(Pointing records)
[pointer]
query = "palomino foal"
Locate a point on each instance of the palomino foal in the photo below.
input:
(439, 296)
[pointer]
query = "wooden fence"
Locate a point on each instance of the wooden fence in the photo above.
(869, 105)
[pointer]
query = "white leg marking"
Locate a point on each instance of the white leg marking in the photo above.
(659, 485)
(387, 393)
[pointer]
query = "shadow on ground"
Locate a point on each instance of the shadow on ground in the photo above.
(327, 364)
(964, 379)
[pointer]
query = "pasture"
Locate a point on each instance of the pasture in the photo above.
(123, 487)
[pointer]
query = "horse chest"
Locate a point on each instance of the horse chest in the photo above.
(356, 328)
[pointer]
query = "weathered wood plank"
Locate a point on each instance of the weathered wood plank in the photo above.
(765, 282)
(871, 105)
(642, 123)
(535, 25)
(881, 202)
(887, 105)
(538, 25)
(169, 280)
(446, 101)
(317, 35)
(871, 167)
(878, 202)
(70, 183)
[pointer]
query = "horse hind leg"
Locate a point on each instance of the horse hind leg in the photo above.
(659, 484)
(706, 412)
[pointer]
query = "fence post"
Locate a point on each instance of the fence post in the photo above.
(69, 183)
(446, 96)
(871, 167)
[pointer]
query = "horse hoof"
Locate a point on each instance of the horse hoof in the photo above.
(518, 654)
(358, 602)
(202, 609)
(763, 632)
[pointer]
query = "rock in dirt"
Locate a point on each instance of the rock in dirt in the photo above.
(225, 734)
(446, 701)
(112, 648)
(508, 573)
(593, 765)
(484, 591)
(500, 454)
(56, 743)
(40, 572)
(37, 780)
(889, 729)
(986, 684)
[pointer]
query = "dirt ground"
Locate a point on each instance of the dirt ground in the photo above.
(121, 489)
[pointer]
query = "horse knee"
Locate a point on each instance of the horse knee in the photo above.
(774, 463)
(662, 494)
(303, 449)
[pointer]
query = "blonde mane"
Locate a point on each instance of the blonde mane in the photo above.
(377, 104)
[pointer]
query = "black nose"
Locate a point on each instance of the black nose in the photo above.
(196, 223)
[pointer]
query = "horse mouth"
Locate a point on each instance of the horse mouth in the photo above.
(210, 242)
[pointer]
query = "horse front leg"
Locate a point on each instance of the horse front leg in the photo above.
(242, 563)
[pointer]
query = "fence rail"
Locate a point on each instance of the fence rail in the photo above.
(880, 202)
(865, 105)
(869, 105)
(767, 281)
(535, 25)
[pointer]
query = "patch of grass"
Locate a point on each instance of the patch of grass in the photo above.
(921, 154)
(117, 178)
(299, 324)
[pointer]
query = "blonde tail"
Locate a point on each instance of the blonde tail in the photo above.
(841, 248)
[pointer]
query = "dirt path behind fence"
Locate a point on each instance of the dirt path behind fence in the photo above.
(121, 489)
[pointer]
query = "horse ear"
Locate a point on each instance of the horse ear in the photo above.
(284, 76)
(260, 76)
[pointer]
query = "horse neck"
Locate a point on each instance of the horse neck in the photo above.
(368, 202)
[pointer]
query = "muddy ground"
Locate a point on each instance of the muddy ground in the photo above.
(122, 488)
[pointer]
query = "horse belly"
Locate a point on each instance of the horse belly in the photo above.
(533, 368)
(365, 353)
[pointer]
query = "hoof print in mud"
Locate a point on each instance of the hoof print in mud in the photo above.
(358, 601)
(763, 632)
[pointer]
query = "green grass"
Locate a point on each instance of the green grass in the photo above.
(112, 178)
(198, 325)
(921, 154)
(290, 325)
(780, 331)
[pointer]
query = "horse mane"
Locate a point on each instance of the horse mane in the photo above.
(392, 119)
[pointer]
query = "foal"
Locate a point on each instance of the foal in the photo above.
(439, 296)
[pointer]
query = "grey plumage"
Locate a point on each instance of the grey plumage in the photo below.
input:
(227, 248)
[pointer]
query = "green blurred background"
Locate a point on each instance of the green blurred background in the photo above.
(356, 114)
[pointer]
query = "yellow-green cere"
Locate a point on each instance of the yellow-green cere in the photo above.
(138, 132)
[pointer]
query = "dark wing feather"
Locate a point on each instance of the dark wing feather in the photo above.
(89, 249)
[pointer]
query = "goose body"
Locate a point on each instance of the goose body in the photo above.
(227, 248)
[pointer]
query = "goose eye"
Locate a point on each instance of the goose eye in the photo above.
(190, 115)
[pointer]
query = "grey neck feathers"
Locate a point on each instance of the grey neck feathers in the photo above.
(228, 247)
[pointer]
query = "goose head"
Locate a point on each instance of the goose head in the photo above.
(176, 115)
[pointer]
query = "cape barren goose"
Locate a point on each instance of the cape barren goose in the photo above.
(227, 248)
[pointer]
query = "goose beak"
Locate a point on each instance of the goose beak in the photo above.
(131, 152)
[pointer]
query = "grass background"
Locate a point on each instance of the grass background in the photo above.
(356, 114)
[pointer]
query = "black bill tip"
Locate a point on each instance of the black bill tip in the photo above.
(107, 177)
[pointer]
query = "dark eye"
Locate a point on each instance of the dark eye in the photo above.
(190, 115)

PROBLEM DESCRIPTION
Count how many lines in the data above contain the string "pasture", treating uppercase and lowercase as different. Reply with the number only.

TASK RESPONSE
2